» What the task asks: Rewrite the records below, substituting "finder" for every "detector" and keeping everything else the same.

» Material for the task:
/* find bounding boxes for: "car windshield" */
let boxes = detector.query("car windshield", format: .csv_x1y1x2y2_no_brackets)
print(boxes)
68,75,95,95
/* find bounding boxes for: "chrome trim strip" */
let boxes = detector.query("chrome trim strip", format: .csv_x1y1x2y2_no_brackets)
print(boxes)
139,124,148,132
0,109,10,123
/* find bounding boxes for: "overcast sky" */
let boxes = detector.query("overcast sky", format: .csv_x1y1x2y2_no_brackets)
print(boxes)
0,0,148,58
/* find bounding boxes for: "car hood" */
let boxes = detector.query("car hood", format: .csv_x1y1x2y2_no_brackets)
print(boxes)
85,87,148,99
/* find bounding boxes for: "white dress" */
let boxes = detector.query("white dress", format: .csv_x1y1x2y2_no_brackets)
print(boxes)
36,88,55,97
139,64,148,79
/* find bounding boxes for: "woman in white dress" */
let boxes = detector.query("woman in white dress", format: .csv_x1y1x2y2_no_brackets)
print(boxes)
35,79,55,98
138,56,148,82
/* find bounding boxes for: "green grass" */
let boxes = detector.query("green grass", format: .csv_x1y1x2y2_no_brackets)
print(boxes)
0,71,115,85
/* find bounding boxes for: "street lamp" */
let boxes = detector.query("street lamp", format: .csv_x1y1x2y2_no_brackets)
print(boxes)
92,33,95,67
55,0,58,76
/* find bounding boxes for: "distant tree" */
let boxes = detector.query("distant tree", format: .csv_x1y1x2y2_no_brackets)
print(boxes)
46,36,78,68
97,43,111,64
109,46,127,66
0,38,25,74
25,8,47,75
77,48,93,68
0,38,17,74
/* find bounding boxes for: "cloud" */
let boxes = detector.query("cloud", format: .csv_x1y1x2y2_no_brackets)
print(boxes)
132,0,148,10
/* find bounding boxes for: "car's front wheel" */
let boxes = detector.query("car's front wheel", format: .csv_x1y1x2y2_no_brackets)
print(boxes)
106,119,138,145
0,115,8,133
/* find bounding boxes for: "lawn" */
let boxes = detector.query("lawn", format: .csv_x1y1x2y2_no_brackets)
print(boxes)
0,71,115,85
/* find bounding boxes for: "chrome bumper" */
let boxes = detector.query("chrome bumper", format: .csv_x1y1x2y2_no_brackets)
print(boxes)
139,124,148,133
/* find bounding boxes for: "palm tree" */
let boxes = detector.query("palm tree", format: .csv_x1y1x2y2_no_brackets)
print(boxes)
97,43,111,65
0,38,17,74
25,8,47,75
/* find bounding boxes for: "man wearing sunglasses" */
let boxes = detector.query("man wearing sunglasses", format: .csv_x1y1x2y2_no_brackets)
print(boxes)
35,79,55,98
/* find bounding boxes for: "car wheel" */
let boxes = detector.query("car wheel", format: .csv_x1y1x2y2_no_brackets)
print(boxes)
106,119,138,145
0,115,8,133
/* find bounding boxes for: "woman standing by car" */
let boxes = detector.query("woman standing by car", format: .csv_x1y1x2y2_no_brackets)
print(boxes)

» Result of this task:
/* find bounding boxes for: "car windshield" */
let boxes = finder.query("car windshield", format: .csv_x1y1x2y2_no_brackets)
print(boxes)
68,75,95,95
/* find bounding boxes for: "chrome trim strip" */
let boxes = finder.query("chrome trim strip", format: .csv_x1y1x2y2_no_brackets)
print(boxes)
139,124,148,132
0,109,10,123
/* find bounding boxes for: "overcast sky" */
let boxes = finder.query("overcast sky", format: .csv_x1y1x2y2_no_brackets)
print(boxes)
0,0,148,58
/* find bounding boxes for: "car hood" */
let boxes = finder.query("car hood", format: .csv_x1y1x2y2_no_brackets)
print(boxes)
85,87,148,99
/* find bounding boxes for: "white dress" */
let boxes = finder.query("white dress", format: .csv_x1y1x2y2_no_brackets)
print(boxes)
36,88,55,97
139,64,148,79
/* find bounding boxes for: "woman in white dress" */
let boxes = finder.query("woman in white dress", format: .csv_x1y1x2y2_no_brackets)
print(boxes)
35,79,55,98
138,56,148,82
/* find bounding boxes for: "green grass" */
let boxes = finder.query("green grass", format: .csv_x1y1x2y2_no_brackets)
print(boxes)
0,71,115,85
/* find bounding boxes for: "street lamp" */
let boxes = finder.query("street lamp", format: .csv_x1y1x2y2_no_brackets)
print(boxes)
92,33,95,67
55,0,58,76
/* find bounding boxes for: "distant tree" */
let boxes = finder.query("distant tree", format: .csv_x1y1x2y2_no_brackets)
print(boxes)
46,36,78,68
97,43,111,64
109,46,127,66
0,38,25,74
25,8,47,75
77,48,93,68
0,38,17,74
/* find bounding boxes for: "cloud" */
let boxes = finder.query("cloud", format: .csv_x1y1x2y2_no_brackets)
print(boxes)
132,0,148,10
/* find bounding boxes for: "car's front wheel" */
let boxes = finder.query("car's front wheel", format: .csv_x1y1x2y2_no_brackets)
print(boxes)
106,119,138,145
0,115,8,133
/* find bounding boxes for: "lawn" */
let boxes = finder.query("lawn", format: .csv_x1y1x2y2_no_brackets)
print(boxes)
0,71,115,85
/* find bounding boxes for: "chrome bumper" */
let boxes = finder.query("chrome bumper", format: .csv_x1y1x2y2_no_brackets)
print(boxes)
139,124,148,133
/* find bounding boxes for: "palm tree" */
let boxes = finder.query("palm tree", format: .csv_x1y1x2y2_no_brackets)
print(boxes)
97,43,111,65
0,38,17,74
25,8,47,75
/* find bounding boxes for: "man wearing sunglasses" */
let boxes = finder.query("man wearing sunglasses", format: .csv_x1y1x2y2_no_brackets)
print(boxes)
35,79,55,98
/* find bounding boxes for: "car wheel" */
let boxes = finder.query("car wheel", format: .csv_x1y1x2y2_no_brackets)
print(boxes)
106,119,138,145
0,115,8,133
/* find bounding boxes for: "woman standing by car" */
let boxes = finder.query("woman standing by car", format: .csv_x1y1x2y2_no_brackets)
print(boxes)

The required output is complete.